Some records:
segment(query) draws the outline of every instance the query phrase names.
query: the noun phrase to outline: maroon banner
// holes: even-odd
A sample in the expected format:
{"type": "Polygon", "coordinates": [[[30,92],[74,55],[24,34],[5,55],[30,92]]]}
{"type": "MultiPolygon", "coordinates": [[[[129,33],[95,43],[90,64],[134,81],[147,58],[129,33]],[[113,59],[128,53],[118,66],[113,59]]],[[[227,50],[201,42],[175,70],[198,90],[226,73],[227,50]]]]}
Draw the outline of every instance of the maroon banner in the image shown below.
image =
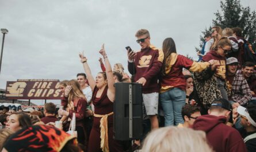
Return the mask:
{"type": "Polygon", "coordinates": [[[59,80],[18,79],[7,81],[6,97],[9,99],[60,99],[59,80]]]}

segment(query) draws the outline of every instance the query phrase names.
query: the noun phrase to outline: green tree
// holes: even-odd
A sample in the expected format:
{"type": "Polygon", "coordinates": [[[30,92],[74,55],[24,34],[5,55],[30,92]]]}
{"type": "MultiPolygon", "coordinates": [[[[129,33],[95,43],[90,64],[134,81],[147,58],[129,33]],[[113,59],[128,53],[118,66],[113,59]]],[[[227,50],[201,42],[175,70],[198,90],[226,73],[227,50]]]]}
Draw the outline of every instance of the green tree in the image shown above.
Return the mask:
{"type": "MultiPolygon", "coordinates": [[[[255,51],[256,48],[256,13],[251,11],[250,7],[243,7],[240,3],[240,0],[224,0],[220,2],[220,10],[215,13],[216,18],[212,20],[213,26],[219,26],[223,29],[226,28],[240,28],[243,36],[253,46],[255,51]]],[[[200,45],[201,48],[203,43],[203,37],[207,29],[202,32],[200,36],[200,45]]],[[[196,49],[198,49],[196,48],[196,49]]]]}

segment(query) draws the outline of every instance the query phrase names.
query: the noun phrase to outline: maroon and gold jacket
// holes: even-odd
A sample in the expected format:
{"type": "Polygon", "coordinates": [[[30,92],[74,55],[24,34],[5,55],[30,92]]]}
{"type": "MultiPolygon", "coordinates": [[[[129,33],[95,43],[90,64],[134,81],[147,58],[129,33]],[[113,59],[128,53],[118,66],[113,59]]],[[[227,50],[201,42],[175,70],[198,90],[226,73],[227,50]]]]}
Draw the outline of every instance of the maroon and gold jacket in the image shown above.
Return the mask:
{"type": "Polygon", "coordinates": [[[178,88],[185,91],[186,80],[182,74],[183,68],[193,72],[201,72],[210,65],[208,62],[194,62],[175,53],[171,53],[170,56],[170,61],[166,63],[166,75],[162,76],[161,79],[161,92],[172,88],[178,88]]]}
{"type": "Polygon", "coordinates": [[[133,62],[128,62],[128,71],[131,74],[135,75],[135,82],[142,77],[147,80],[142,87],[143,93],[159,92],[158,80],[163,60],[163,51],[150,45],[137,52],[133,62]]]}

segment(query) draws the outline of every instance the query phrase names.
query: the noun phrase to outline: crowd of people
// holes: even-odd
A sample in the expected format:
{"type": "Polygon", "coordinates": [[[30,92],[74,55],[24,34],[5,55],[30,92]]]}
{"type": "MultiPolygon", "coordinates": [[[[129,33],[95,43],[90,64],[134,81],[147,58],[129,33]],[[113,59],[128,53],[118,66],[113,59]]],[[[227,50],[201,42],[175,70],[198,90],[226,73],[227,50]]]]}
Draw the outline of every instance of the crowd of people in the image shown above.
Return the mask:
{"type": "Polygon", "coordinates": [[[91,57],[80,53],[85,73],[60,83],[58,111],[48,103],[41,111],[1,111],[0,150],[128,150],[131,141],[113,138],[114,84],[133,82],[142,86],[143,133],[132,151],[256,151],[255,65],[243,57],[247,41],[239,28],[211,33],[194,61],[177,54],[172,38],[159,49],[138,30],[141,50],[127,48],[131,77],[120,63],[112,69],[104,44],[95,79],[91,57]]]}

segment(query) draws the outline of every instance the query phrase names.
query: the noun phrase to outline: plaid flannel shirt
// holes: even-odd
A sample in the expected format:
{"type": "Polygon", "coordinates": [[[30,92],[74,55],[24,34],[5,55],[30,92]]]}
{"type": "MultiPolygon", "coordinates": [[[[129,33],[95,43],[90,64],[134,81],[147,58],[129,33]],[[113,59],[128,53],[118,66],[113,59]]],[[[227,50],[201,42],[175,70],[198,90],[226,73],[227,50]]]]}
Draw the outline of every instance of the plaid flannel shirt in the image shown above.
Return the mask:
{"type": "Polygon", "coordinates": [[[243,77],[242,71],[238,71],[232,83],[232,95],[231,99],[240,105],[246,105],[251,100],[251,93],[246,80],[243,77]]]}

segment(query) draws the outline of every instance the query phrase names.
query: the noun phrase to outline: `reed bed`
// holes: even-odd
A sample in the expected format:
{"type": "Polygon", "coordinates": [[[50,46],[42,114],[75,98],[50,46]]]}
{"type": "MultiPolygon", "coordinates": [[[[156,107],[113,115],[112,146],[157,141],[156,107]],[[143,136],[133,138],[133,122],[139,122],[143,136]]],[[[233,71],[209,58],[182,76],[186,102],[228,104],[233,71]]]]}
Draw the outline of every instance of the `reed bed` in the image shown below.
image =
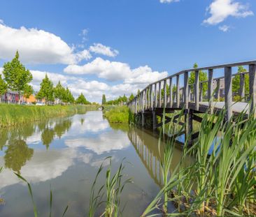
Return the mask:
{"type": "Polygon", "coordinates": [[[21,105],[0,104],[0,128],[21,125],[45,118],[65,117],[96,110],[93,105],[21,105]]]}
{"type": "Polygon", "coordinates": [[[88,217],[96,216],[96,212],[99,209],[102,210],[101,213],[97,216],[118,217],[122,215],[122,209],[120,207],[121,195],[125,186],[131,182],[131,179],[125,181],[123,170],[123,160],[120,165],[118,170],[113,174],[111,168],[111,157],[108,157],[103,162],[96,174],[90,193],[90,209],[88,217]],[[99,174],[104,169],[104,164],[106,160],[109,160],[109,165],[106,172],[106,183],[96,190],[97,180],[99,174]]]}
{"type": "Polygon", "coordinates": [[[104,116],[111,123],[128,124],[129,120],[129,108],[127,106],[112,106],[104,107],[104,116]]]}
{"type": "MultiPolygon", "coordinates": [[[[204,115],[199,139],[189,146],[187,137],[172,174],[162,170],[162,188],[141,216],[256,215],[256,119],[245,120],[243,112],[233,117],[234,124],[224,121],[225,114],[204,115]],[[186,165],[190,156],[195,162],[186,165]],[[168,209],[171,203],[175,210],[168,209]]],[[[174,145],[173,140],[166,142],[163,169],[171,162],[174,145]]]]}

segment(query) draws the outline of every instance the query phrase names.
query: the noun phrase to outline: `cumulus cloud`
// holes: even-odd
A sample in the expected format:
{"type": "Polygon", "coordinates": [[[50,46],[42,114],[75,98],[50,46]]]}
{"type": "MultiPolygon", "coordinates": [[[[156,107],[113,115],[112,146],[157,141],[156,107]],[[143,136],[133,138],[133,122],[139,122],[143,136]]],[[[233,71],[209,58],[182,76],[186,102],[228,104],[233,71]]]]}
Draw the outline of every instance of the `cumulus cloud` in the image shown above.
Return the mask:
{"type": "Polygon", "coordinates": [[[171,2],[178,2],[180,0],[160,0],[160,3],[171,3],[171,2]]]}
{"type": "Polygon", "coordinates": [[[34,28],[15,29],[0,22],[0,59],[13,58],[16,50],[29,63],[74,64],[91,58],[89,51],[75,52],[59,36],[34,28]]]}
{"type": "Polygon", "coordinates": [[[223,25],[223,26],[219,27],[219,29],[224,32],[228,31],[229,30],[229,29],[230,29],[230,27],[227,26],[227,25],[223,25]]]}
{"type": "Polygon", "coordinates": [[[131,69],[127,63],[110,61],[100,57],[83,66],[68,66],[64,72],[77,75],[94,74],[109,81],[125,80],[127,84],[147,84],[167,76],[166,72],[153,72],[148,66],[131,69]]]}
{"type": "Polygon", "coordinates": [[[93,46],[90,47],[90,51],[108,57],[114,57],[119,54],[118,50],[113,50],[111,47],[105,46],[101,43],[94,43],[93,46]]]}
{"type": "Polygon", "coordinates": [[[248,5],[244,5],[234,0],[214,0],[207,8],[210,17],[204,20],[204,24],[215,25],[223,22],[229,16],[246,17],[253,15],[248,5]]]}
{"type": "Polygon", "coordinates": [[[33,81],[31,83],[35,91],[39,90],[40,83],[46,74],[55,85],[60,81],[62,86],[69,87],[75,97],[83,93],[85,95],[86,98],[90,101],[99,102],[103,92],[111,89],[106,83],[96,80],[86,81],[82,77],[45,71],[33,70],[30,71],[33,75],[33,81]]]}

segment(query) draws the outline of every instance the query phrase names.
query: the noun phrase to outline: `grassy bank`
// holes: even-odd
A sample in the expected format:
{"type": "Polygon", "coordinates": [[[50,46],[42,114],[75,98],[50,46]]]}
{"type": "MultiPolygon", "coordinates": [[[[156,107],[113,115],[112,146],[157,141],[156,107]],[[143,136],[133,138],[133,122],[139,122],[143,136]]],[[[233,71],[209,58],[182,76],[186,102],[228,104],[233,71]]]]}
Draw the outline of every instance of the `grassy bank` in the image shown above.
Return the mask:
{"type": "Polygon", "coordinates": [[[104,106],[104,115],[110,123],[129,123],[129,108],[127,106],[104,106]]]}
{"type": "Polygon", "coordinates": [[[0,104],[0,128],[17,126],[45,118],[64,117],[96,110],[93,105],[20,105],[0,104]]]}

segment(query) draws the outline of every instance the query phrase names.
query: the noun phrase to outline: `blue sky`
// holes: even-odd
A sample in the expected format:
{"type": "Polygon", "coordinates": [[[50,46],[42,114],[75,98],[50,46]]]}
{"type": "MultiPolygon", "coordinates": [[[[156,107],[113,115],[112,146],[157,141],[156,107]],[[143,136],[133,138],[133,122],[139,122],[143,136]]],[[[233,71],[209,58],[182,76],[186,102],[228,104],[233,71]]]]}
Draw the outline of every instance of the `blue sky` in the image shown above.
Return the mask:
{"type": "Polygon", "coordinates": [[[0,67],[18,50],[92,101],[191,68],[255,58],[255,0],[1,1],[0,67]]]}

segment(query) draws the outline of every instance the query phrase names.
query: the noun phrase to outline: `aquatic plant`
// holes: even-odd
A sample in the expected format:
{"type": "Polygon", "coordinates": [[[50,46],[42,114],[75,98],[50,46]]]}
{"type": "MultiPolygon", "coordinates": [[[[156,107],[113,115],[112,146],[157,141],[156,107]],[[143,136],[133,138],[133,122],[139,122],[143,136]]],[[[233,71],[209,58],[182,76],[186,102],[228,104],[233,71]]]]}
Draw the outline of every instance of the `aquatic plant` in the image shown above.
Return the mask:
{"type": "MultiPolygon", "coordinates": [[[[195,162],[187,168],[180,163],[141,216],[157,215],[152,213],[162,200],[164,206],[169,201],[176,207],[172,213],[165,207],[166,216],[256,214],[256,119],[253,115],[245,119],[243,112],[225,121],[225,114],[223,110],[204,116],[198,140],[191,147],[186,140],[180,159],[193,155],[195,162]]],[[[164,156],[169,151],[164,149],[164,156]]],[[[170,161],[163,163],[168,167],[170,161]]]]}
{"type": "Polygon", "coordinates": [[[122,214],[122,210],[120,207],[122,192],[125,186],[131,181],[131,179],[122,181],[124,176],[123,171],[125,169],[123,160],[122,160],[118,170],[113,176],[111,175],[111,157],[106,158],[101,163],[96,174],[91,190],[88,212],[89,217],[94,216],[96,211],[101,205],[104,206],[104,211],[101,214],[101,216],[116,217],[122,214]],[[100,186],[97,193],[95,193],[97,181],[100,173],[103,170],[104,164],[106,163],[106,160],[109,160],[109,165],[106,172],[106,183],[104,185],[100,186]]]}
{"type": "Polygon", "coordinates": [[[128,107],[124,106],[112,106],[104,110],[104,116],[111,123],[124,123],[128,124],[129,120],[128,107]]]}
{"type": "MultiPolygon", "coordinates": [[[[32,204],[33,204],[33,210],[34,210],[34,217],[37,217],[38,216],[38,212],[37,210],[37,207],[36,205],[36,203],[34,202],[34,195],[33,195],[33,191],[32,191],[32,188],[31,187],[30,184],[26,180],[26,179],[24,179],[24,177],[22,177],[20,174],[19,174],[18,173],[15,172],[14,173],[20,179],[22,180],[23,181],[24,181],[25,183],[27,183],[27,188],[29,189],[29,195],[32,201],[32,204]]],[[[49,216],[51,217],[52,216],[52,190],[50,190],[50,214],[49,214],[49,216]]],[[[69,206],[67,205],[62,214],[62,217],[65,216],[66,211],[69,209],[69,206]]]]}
--
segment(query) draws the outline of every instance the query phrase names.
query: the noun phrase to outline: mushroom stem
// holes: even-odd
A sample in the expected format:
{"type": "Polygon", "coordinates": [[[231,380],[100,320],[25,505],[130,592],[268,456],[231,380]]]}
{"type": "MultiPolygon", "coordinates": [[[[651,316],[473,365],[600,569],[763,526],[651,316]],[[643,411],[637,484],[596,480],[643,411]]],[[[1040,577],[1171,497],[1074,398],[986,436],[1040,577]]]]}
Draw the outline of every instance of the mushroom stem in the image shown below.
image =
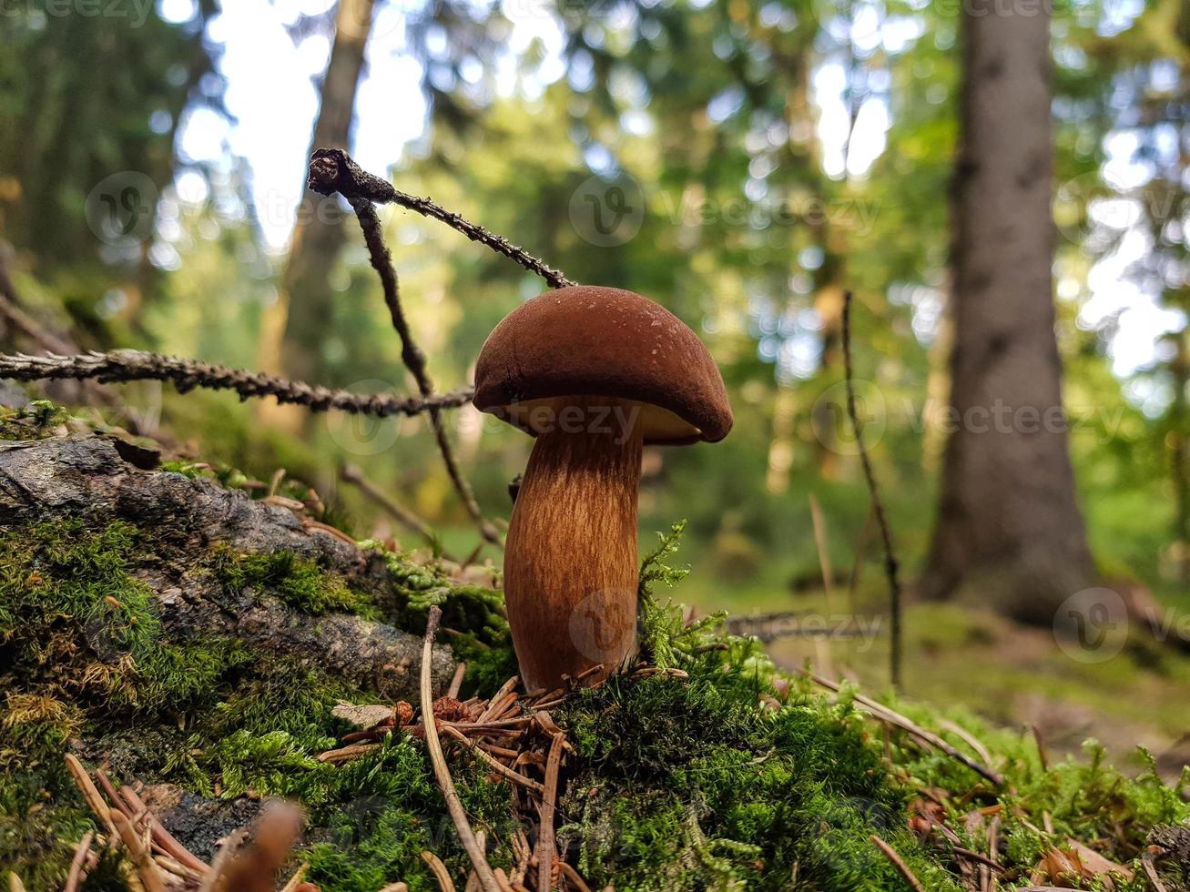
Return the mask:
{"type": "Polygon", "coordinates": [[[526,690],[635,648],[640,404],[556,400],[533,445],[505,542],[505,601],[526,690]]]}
...
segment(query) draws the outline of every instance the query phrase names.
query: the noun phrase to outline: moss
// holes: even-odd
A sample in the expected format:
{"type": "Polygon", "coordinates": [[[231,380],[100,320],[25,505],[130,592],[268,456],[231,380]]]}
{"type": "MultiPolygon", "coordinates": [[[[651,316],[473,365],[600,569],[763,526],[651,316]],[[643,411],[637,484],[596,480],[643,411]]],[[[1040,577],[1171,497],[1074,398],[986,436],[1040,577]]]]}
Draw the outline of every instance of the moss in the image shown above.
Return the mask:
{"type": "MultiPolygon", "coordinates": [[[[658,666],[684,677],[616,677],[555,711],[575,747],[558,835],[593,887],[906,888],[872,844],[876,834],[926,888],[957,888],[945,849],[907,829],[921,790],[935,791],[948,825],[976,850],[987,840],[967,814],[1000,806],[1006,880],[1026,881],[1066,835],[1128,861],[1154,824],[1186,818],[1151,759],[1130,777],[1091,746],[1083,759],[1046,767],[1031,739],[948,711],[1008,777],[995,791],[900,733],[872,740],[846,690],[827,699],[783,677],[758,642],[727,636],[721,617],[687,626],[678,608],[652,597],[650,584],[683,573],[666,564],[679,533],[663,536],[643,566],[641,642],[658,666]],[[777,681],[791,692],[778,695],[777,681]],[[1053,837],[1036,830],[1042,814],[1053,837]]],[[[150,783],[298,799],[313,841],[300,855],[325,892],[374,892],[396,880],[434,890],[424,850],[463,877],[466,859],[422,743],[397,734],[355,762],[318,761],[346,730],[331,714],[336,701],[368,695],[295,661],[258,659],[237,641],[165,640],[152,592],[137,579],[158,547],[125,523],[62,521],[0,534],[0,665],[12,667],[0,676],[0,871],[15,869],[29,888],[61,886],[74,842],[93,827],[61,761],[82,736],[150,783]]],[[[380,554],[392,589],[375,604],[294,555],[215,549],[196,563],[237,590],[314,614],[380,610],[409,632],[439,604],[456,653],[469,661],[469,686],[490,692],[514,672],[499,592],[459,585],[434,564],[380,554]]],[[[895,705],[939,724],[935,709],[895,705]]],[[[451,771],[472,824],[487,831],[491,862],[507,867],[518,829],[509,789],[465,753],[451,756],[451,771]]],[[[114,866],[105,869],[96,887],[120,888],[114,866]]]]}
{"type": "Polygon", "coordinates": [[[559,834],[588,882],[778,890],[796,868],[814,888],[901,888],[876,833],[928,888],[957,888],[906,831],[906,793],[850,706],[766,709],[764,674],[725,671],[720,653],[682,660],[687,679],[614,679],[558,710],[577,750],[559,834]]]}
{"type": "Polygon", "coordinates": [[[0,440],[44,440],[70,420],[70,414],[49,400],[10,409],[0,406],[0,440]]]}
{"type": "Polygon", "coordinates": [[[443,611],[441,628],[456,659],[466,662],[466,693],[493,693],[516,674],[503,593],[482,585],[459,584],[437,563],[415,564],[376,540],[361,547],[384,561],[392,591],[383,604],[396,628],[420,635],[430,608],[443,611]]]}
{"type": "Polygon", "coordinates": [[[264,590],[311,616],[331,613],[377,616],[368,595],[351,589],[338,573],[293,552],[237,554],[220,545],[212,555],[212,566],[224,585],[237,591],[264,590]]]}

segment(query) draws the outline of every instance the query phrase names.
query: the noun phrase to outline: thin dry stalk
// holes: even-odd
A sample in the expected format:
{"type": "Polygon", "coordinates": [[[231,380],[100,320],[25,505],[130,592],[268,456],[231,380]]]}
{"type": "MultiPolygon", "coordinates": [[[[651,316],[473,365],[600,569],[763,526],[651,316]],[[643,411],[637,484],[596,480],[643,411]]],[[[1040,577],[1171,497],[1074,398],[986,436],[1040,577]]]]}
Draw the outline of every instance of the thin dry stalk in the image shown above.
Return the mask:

_Your goal_
Tally the lines of the records above that contain the string "reed", with case counting, and give only that number.

_Task output_
2